* Excerpt to read:
[linux-audio-dev] Re: O_DIRECT architecture (was Re: info point on linux hdr)

New Message Reply About this list Date view Thread view Subject view Author view Other groups

Subject: [linux-audio-dev] Re: O_DIRECT architecture (was Re: info point on linux hdr)
From: Steve Lord (lord_AT_sgi.com)
Date: Tue Apr 18 2000 - 21:17:52 EEST


> Hi,
>
> On Tue, Apr 18, 2000 at 07:56:04AM -0500, Steve Lord wrote:
>
> > I said basic implementation because it is currently paying no attention
> > to cached data. The Irix approach to this was to flush or toss cached
> > data which overlapped a direct I/O, I am leaning towards keeping them
> > as part of the I/O.
>
> The big advantage of the scheme where I map the kiobuf pages into the
> real page cache before the I/O, and unmap after, is that cache
> coherency at the beginning of the I/O and all the way through it is
> guaranteed. The cost is that the direct I/O may end up doing copies
> if there is other I/O going on at the same time to the same page, but
> I don't see that as a problem!

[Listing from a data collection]
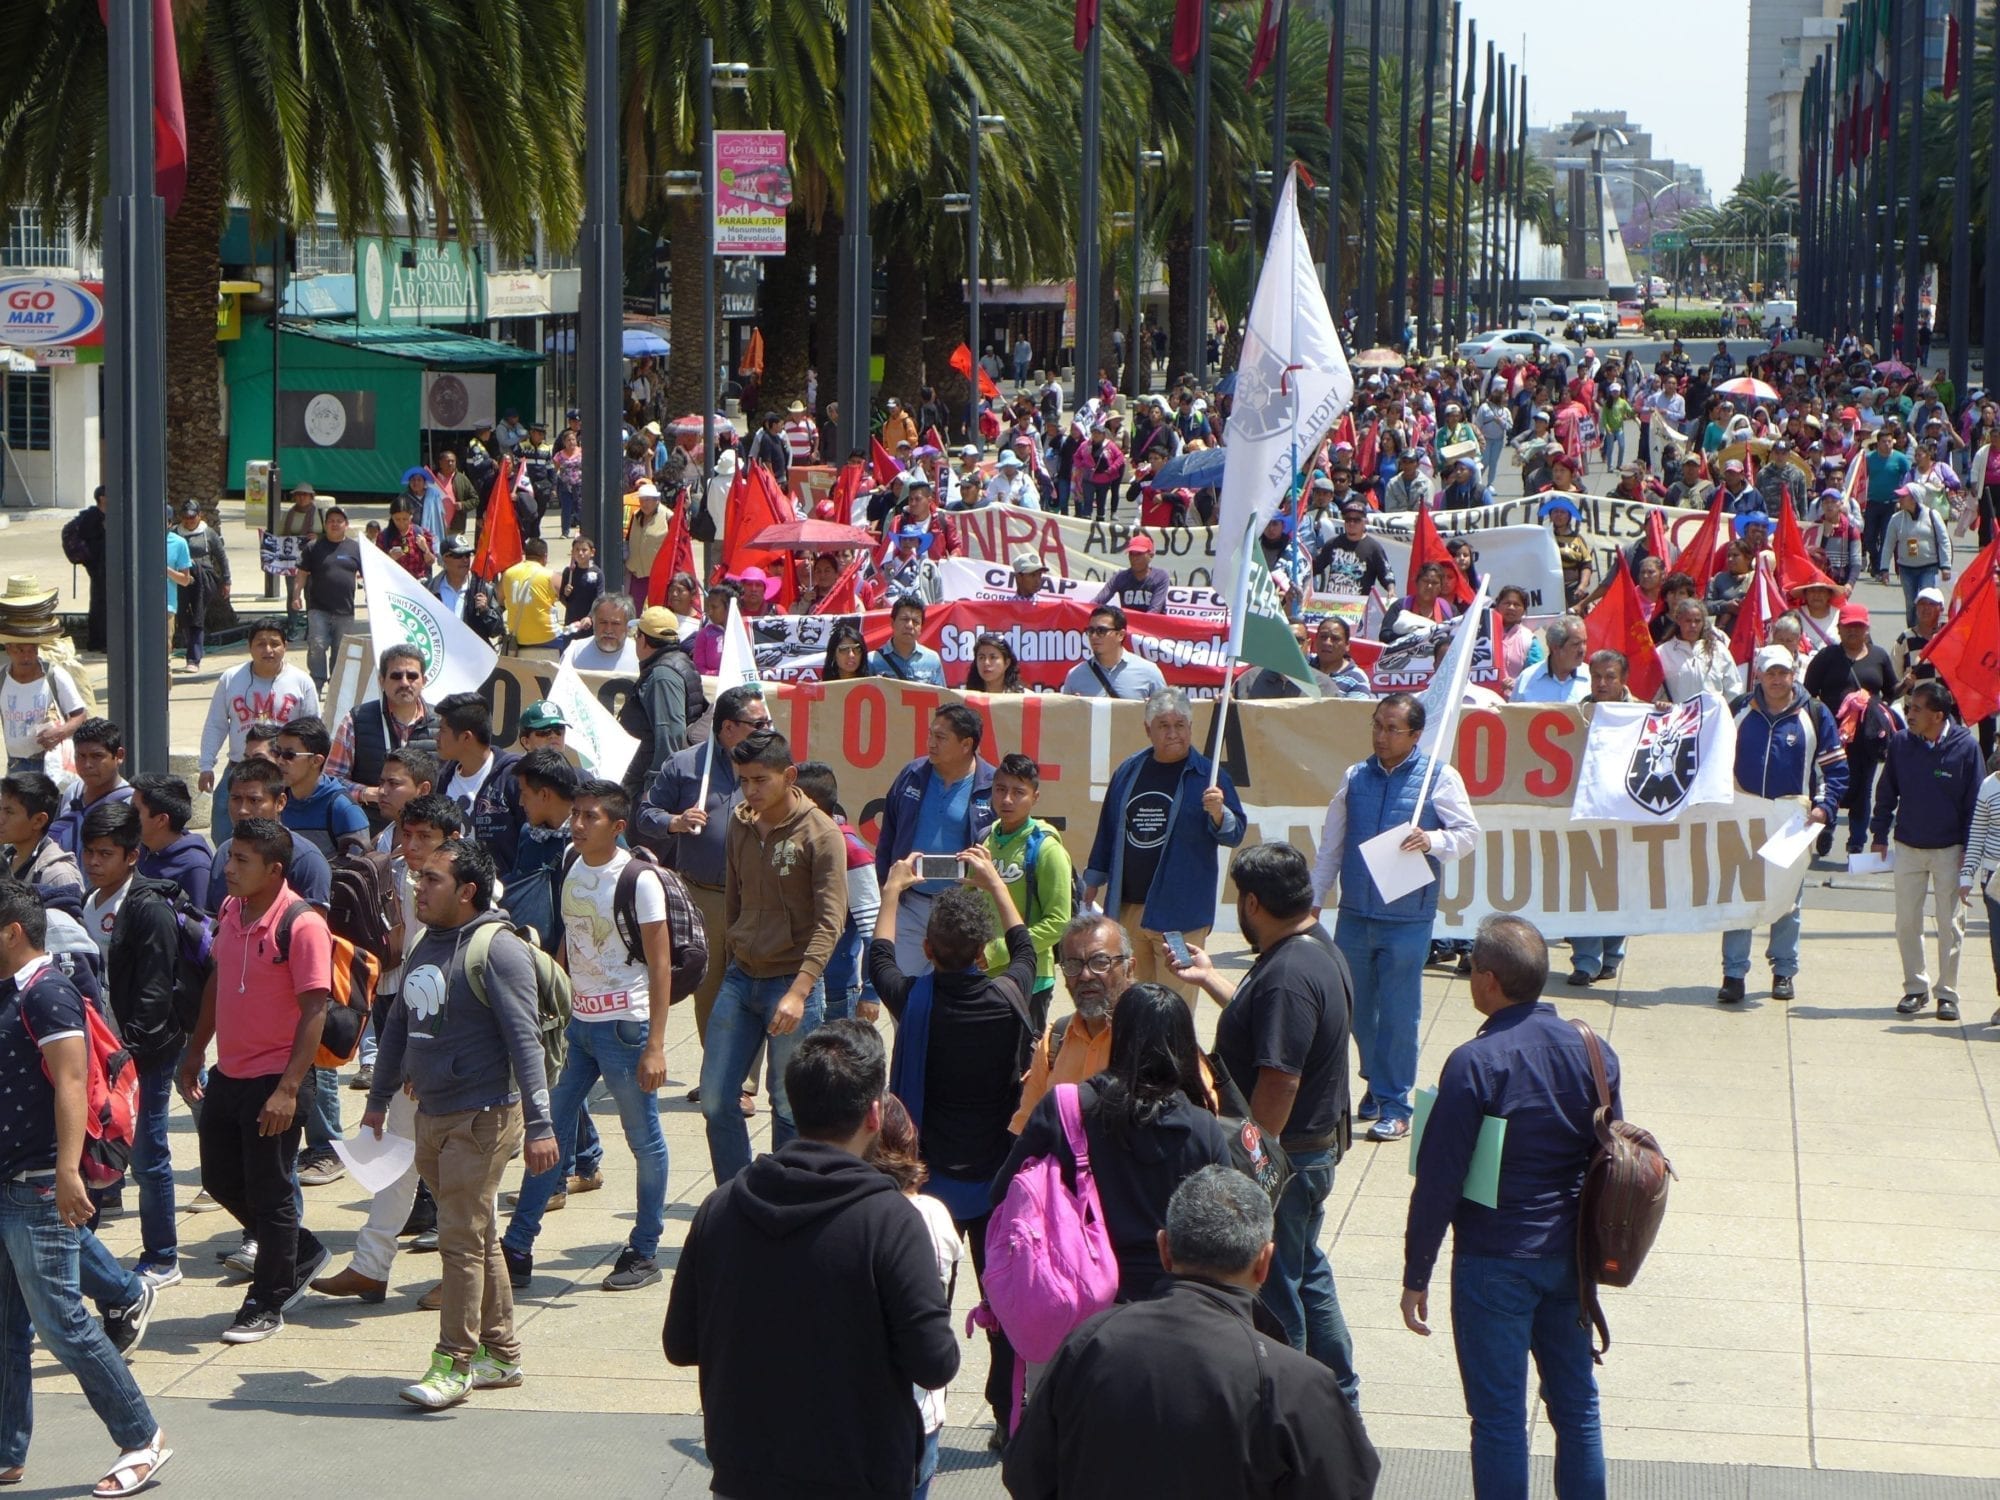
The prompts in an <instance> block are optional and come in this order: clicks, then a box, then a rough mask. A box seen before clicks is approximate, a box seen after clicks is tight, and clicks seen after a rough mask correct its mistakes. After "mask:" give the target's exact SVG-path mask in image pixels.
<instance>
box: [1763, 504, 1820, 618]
mask: <svg viewBox="0 0 2000 1500" xmlns="http://www.w3.org/2000/svg"><path fill="white" fill-rule="evenodd" d="M1776 542H1778V544H1776V552H1778V590H1780V592H1782V594H1784V596H1786V598H1790V596H1792V590H1796V588H1804V586H1806V584H1826V586H1828V588H1834V580H1832V578H1828V576H1826V574H1824V572H1820V568H1818V564H1816V562H1814V560H1812V554H1810V552H1806V536H1804V534H1802V532H1800V530H1798V516H1794V514H1792V502H1790V500H1780V502H1778V538H1776Z"/></svg>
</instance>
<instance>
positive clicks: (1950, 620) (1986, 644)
mask: <svg viewBox="0 0 2000 1500" xmlns="http://www.w3.org/2000/svg"><path fill="white" fill-rule="evenodd" d="M1968 576H1970V574H1968ZM1918 654H1920V656H1922V658H1924V660H1926V662H1930V664H1932V666H1936V668H1938V676H1942V678H1944V684H1946V686H1948V688H1950V690H1952V696H1954V698H1958V712H1960V714H1962V716H1964V720H1966V724H1978V722H1980V720H1982V718H1986V716H1988V714H1992V712H1994V710H2000V692H1996V688H2000V592H1996V590H1994V576H1992V570H1984V572H1980V574H1978V578H1974V580H1972V588H1970V590H1968V592H1966V602H1964V608H1960V610H1958V614H1954V616H1952V618H1950V620H1948V622H1946V624H1944V628H1942V630H1938V634H1936V636H1932V638H1930V644H1928V646H1924V650H1922V652H1918Z"/></svg>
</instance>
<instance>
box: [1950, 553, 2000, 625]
mask: <svg viewBox="0 0 2000 1500" xmlns="http://www.w3.org/2000/svg"><path fill="white" fill-rule="evenodd" d="M1996 566H2000V534H1996V536H1994V540H1992V542H1988V544H1986V546H1982V548H1980V550H1978V556H1976V558H1972V562H1968V564H1966V566H1964V568H1960V570H1958V582H1956V584H1952V614H1958V612H1960V610H1962V608H1966V600H1970V598H1972V590H1974V588H1978V584H1980V580H1982V578H1992V576H1994V568H1996Z"/></svg>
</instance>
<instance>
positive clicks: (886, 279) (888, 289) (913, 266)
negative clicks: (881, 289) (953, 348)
mask: <svg viewBox="0 0 2000 1500" xmlns="http://www.w3.org/2000/svg"><path fill="white" fill-rule="evenodd" d="M882 274H884V282H886V288H884V302H886V304H888V328H886V332H884V336H882V396H884V398H888V396H896V398H900V400H902V404H904V406H908V408H910V410H912V412H916V392H918V390H920V388H922V386H924V318H922V314H920V308H922V306H924V268H922V266H918V264H916V256H912V254H908V252H906V250H894V252H890V256H888V258H886V260H884V262H882Z"/></svg>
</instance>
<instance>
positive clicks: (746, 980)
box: [702, 960, 826, 1184]
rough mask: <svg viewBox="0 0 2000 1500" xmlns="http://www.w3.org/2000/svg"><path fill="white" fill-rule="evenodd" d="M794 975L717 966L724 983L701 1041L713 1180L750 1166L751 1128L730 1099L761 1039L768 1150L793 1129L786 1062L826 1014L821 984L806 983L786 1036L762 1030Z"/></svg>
mask: <svg viewBox="0 0 2000 1500" xmlns="http://www.w3.org/2000/svg"><path fill="white" fill-rule="evenodd" d="M794 978H796V976H794V974H776V976H772V978H768V980H754V978H750V976H748V974H744V972H742V968H738V966H736V962H734V960H732V962H730V964H728V968H724V970H722V988H720V990H718V992H716V1008H714V1010H712V1012H708V1036H706V1038H704V1040H702V1118H704V1120H706V1122H708V1164H710V1166H712V1168H714V1172H716V1182H718V1184H722V1182H728V1180H730V1178H734V1176H736V1174H738V1172H742V1170H744V1168H746V1166H750V1126H748V1124H744V1114H742V1110H740V1108H738V1106H736V1100H738V1094H740V1090H742V1082H744V1072H748V1068H750V1060H752V1058H754V1056H756V1048H758V1044H760V1042H766V1040H768V1042H770V1046H768V1048H766V1052H768V1058H770V1060H768V1062H766V1064H764V1066H766V1078H768V1082H770V1146H772V1150H778V1146H784V1144H786V1142H788V1140H792V1138H794V1136H796V1134H798V1130H796V1128H794V1126H792V1100H790V1098H786V1092H784V1064H788V1062H790V1060H792V1052H796V1050H798V1044H800V1040H804V1036H806V1034H808V1032H812V1030H814V1028H816V1026H818V1024H820V1022H822V1020H824V1018H826V984H824V982H820V984H814V986H812V992H810V994H808V996H806V1014H804V1016H800V1020H798V1026H796V1028H792V1030H790V1032H786V1034H784V1036H768V1028H770V1018H772V1014H776V1010H778V1002H780V1000H784V992H786V990H790V988H792V980H794Z"/></svg>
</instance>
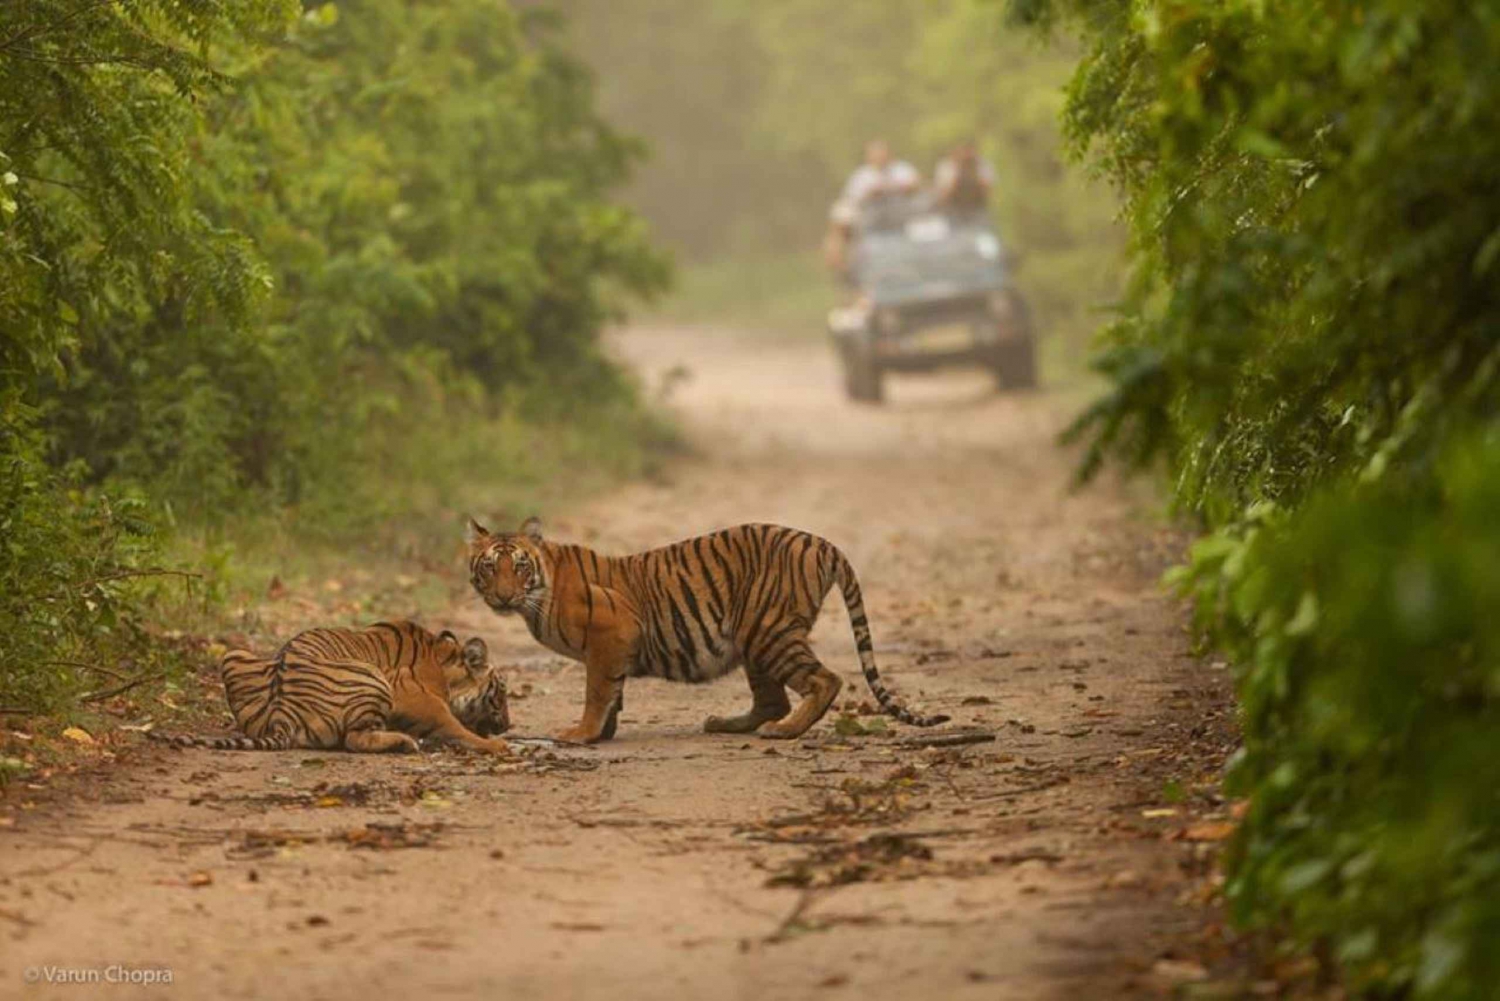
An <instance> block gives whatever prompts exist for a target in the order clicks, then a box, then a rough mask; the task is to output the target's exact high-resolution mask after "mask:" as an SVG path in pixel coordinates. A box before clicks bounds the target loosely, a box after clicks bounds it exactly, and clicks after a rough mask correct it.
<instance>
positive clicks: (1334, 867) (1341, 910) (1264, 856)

* What the task asks: According to the mailing-list message, what did the Irix approach do with cached data that overlapped a direct I/O? The listing is not needed for the work.

* Exercise response: It flushed or tossed that cached data.